◆ Directions for this task
Reproduce everything from the line containing "Where can the walkway" down to the end of the records, with "pixel pairs" replaced by "coordinate pairs" and all else left unchanged.

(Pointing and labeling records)
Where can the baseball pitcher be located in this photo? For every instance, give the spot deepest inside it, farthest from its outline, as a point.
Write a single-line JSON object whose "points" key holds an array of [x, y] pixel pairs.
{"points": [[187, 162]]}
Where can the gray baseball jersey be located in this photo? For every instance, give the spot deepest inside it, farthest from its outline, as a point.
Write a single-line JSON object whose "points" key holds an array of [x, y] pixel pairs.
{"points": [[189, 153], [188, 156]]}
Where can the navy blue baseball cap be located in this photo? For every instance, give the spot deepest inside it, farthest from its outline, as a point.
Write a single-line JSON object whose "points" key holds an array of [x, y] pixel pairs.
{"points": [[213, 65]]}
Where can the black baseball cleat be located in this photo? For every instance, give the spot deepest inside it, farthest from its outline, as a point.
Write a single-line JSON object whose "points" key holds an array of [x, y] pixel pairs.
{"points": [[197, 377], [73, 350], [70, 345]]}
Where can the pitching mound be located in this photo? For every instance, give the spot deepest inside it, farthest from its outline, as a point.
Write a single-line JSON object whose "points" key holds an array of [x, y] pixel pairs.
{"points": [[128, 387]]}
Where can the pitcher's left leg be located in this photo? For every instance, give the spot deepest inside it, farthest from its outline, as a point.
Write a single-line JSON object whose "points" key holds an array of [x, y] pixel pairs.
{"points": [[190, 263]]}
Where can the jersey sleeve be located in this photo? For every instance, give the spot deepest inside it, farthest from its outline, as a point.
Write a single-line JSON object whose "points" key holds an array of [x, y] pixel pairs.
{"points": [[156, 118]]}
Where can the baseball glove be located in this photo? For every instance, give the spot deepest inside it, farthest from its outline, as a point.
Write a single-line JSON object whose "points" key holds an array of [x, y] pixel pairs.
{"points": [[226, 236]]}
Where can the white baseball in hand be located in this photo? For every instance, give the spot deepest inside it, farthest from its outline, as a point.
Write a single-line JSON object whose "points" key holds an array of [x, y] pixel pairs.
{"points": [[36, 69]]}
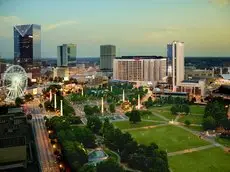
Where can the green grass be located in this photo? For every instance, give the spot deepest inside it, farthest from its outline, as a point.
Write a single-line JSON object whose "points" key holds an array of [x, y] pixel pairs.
{"points": [[168, 137], [13, 154], [194, 119], [197, 109], [210, 160], [223, 141], [195, 128], [127, 125], [151, 117], [111, 154]]}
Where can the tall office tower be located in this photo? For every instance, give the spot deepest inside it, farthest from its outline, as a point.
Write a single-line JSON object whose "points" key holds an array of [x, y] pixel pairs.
{"points": [[107, 54], [66, 55], [27, 44], [139, 68], [175, 52], [169, 60]]}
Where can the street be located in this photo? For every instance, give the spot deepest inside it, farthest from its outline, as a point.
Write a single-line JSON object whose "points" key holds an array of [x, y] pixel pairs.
{"points": [[44, 147]]}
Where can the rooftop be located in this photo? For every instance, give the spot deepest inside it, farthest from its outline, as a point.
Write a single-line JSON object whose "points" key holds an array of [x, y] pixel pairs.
{"points": [[140, 57], [96, 156]]}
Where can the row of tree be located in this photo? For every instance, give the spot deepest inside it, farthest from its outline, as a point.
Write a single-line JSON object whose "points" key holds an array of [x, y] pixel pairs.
{"points": [[180, 108], [215, 115], [140, 157]]}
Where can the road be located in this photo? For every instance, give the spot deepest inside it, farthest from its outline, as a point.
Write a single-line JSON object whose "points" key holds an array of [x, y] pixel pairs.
{"points": [[191, 150], [44, 147]]}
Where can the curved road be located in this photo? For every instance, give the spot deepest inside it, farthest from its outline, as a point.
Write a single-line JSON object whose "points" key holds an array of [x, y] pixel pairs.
{"points": [[46, 157]]}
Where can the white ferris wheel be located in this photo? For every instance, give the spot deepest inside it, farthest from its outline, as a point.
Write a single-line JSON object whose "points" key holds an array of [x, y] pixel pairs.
{"points": [[15, 82]]}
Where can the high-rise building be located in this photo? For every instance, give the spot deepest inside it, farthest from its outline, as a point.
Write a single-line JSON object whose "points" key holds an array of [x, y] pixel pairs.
{"points": [[107, 54], [175, 62], [66, 55], [27, 44], [139, 68]]}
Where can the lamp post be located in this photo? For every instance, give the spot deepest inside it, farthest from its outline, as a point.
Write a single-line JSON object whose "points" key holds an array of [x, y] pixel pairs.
{"points": [[61, 109], [55, 101], [51, 95], [139, 102], [82, 92], [123, 97], [102, 105]]}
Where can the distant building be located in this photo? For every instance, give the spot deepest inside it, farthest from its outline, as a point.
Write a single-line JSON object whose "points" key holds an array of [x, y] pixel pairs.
{"points": [[27, 44], [15, 140], [194, 87], [175, 62], [107, 54], [198, 73], [62, 72], [139, 68], [66, 55]]}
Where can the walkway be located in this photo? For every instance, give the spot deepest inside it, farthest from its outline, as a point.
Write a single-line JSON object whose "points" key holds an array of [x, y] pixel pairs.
{"points": [[147, 127], [191, 150]]}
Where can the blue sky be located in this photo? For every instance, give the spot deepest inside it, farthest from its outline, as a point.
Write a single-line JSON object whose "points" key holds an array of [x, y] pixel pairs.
{"points": [[136, 27]]}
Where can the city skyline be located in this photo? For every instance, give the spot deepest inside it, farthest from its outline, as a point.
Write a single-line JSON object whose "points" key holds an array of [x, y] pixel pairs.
{"points": [[137, 29]]}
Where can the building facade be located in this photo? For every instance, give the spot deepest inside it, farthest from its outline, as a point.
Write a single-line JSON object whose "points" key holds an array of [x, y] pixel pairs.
{"points": [[145, 68], [107, 54], [27, 44], [175, 59], [66, 55], [191, 73]]}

◆ Correct answer
Where can the walkway be located in this photo? For every instance, give the spot deepest inside it, farthest from its outline, as a point.
Write a single-line JSON object whose "points" key holds an array of [x, y] coordinate pairs.
{"points": [[147, 127], [191, 150]]}
Where can the blue sky be located in this photo? For every instance, give the spot deepest inside it, farthest from its outline, as a point.
Write a single-line JSON object whose "points" key holds an array of [x, y] coordinate pairs.
{"points": [[136, 27]]}
Where can the city skyline be located in this photo? For every instance, give the spot deepest inside it, farthest from its outline, as a point.
Write a single-line JSON object whose "points" key holds an array of [x, y] coordinate pairs.
{"points": [[137, 29]]}
Where can the building facade be located in this photo? For every instance, give the spot deepest inside it, farthest from its outline, as a point.
Write a single-line JSON object whose "points" key holds an array of [x, y] coordinate pairs.
{"points": [[145, 68], [107, 54], [27, 44], [175, 59], [66, 55], [191, 73]]}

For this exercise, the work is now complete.